Tarea 1 - Transcribe sin cambios el pasaje del fragmento del texto que comienza en "La distribución por" y termina en "los desequilibrios macroeconómicos.".
Tarea 2 - Reescribe en forma de lista el párrafo del fragmento del texto que empieza con "Dotado con 750.000 millones de euros". Conserva sus datos principales.

Fragmento del texto -
Dotado con 750.000 millones de euros y para un periodo de cuatro años desde 2021, se incorpora al presupuesto de la Unión Europea (Marco Financiero Plurianual del periodo 2021-2027). Esa cantidad total resulta de la suma de transferencias (433.000 millones), de préstamos (250.000 millones) y de provisión para garantías (67.000 millones). Para su financiación se emitirá deuda extraordinaria a largo plazo con cargo al presupuesto comunitario.
La distribución por Estados miembros no se hace en función de las respectivas capacidades de estos, ni atendiendo a los criterios ordinarios de reparto de los fondos presupuestarios, sino en función del mayor o menor impacto de la pandemia en las distintas economías. España, por ello, es uno de sus destinos preferentes, pudiendo recibir una ayuda de enorme importancia (en torno a 140.000 euros, más de la mitad en ayudas directas), no solo para paliar los efectos de la emergencia sanitaria, sino también para acomodar un amplio programa de reformas que fortalezcan la competitividad de las empresas y permitan reducir los desequilibrios macroeconómicos.

Datos para revisión -
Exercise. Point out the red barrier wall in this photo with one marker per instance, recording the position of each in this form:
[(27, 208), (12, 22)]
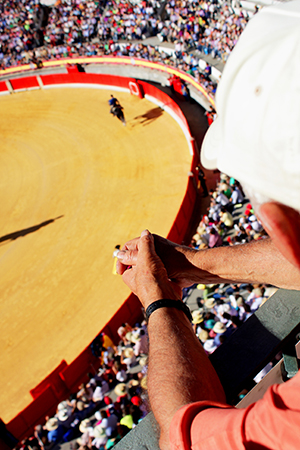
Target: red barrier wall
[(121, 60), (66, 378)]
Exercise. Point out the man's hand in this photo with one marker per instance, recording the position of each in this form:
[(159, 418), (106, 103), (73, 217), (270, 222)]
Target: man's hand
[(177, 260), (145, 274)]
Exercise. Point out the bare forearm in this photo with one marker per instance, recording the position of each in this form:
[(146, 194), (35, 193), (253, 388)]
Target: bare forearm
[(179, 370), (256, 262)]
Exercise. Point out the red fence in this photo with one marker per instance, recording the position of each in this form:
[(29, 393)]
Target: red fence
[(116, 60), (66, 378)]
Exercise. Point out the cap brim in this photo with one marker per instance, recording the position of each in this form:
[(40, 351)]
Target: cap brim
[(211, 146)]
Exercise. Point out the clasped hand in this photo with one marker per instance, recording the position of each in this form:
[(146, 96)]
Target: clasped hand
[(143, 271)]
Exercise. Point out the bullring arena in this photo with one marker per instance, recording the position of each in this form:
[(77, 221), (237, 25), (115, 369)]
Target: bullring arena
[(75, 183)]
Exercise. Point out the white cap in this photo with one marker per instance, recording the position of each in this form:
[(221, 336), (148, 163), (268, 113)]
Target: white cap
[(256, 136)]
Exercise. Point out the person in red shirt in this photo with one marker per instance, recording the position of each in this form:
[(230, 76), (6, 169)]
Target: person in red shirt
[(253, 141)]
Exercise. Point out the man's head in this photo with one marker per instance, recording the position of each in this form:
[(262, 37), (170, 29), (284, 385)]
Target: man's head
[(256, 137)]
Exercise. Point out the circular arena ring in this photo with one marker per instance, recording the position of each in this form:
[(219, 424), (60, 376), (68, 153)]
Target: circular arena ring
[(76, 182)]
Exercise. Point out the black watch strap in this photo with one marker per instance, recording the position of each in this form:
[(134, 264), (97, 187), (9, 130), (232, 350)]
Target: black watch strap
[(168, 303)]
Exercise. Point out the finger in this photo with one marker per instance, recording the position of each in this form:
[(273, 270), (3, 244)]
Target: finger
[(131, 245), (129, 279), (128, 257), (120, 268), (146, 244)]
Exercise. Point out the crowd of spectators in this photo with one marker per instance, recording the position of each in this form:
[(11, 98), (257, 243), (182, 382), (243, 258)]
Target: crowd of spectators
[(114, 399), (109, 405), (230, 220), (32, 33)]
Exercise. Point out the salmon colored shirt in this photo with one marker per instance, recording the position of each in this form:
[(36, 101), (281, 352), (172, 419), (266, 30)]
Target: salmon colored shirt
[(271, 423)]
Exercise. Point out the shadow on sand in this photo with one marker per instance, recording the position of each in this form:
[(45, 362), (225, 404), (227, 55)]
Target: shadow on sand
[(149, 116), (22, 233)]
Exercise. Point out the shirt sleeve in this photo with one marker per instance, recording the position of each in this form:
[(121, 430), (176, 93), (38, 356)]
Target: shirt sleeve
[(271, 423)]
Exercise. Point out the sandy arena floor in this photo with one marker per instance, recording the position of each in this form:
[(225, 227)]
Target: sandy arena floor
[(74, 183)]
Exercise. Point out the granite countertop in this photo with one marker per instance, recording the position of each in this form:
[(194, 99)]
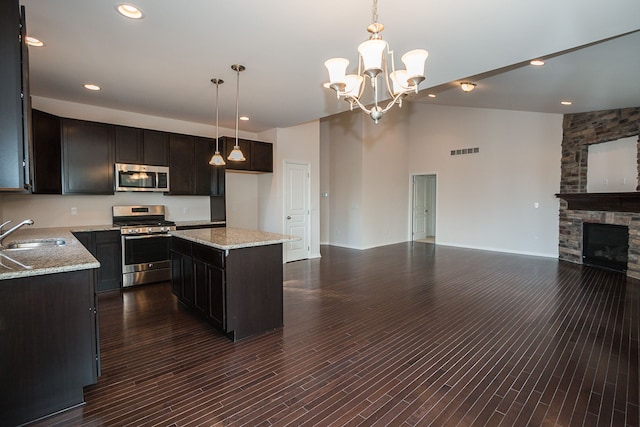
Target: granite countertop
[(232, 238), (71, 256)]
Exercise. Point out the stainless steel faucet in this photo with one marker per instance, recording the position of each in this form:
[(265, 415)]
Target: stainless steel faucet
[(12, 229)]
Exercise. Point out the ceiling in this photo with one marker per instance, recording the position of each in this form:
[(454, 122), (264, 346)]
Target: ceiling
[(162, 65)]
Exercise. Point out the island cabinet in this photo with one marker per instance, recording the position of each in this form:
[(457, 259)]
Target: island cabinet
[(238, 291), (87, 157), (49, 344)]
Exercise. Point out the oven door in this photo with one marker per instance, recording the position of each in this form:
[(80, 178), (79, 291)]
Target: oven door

Resultado 1 -
La distribución por Estados miembros no se hace en función de las respectivas capacidades de estos, ni atendiendo a los criterios ordinarios de reparto de los fondos presupuestarios, sino en función del mayor o menor impacto de la pandemia en las distintas economías. España, por ello, es uno de sus destinos preferentes, pudiendo recibir una ayuda de enorme importancia (en torno a 140.000 euros, más de la mitad en ayudas directas), no solo para paliar los efectos de la emergencia sanitaria, sino también para acomodar un amplio programa de reformas que fortalezcan la competitividad de las empresas y permitan reducir los desequilibrios macroeconómicos.

Resultado 2 -
- Dotación: 750.000 millones de euros para un periodo de cuatro años desde 2021.
- Se incorpora al presupuesto de la Unión Europea (Marco Financiero Plurianual 2021-2027).
- Composición: 433.000 millones en transferencias, 250.000 millones en préstamos y 67.000 millones en provisión para garantías.
- Financiación: emisión de deuda extraordinaria a largo plazo con cargo al presupuesto comunitario.